TEXT SECTION

+++

Ghost posts
I do not remember what my point was here, why I thought to post an innocuous enough letter to the Oregonian from an identified seventh grader (now, presumably, eighth grader). The point of this blog has long fallen to something along the lines of: try to say something mildly interesting about something mildly interesting. Does it work? That depends on your definition. The only time I’ll get comments back when the “something interesting” topic is off-kilter (the “I’m the only one with a blog post about it” idea), or I’ll find a response from a ghost post of over a year ago.
I have no idea. The only thing I can add is that in the seventh grade, I would not have wanted to have a letter to a newspaper identified as coming from a seventh grade student. But beyond that, I think there was this cluster of misgivings — a couple of “viral” youtube videos of kids — oh, about fourth or fifth grade — yelling mildly profane and vulgar rants about Bill O’reilly. But a quick look and it appears to be a conversation had between a Christian and an Atheist through their children, with Bill O’Riley doing a segment about the obnoxious Atheist — not showing the any footage on him or of the Darling Christian. Not terribly cute or illuminating. The other item of terrible silliness was the spectre of that 13 year old kid at CPAC, and the question: “Okay?”
Ta-Nehisha Coates had roughly the right answer on that “wunder-kind”.
Recalling the vast expanse of, oh — let’s say roughly seventh grade through high school, and moving past these pockets of pro-marijuana legalization sentiment (can you call that political, really?), I can’t figure anyone much political, certainly not in any true partisan sense. The two students I could identify as strongly Democratic and Republican happened to come from parents who were strongly Democratic and Republican — it was funny how that worked.  Myself, it’s almost not worth pegging those things — I think I’ve lost some strideny and absolutism in terms of civil liberties and separation of church and sate. I recall an eighth grade assignment from the English teacher to draw a political cartoon. I was not an idiot like a few other students, though I guess I was less of one than my Algebra teacher. My Algebra teacher said what a great piece of work some student or other’s was — that being a very well rendered copy of an editorial cartoon which appeared in a recent newspaper, and which was spot-lighted at the end of his presentation to the class of various student cartoons with the statement “And here’s three or four examples of plargirism.” I had the good sense to know the English teacher read the newspaper, and drew for the assignment something which was something of a mash-up of two political cartoons from more obscure sources.
Around my sixth grade so I must have said something negative about the very early goings of the Clinton Administration in one of our trips to our eldest brother. Because the next time we saw him, he imparted a joke from a Jay Leno monolouge about Clinton, and intoned sarcastically, “But Justin — I hear he doesn’t like Clinton.” Odd, though punctured more accurately from my middle brother “He’s not so much anti-Clinton as he is anti-Leno.”

+++

WHAT IS REQUIRED
Can you transcribe the blog post, everything from "Ghost posts" down to "a year ago."? The lines come from a different source than the blog post.

+++

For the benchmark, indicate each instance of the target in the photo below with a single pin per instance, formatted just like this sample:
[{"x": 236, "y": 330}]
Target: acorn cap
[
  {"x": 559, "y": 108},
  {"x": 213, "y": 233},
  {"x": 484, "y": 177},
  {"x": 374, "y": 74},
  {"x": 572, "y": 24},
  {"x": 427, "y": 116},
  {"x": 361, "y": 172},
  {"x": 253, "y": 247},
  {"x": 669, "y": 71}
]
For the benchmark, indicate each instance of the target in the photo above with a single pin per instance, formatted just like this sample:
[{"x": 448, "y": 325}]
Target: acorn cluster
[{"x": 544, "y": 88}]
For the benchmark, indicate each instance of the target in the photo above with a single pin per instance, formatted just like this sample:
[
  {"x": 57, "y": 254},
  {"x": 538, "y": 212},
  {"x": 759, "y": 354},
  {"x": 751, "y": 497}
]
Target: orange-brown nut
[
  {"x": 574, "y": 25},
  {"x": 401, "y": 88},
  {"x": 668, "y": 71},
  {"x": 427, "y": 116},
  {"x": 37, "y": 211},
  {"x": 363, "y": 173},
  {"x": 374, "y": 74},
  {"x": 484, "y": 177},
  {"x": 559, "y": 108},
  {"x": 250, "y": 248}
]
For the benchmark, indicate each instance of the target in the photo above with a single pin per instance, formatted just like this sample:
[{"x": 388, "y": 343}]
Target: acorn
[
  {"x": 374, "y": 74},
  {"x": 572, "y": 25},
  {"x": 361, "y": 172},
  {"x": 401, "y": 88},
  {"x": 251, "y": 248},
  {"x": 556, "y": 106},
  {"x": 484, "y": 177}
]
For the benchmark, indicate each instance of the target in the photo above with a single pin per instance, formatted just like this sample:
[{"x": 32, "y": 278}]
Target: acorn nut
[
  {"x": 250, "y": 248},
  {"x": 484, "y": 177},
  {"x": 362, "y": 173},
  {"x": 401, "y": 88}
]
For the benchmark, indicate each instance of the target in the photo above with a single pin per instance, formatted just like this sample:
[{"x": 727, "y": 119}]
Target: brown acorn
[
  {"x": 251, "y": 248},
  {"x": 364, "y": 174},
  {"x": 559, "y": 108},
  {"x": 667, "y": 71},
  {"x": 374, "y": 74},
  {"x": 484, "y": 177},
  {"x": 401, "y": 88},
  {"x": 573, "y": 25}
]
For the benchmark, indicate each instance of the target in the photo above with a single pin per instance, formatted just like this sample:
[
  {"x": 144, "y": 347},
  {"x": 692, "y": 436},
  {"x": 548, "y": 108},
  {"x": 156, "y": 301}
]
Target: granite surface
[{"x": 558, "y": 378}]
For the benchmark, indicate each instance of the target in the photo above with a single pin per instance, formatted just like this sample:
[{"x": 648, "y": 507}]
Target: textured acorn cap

+++

EXERCISE RESPONSE
Ghost posts
I do not remember what my point was here, why I thought to post an innocuous enough letter to the Oregonian from an identified seventh grader (now, presumably, eighth grader). The point of this blog has long fallen to something along the lines of: try to say something mildly interesting about something mildly interesting. Does it work? That depends on your definition. The only time I’ll get comments back when the “something interesting” topic is off-kilter (the “I’m the only one with a blog post about it” idea), or I’ll find a response from a ghost post of over a year ago.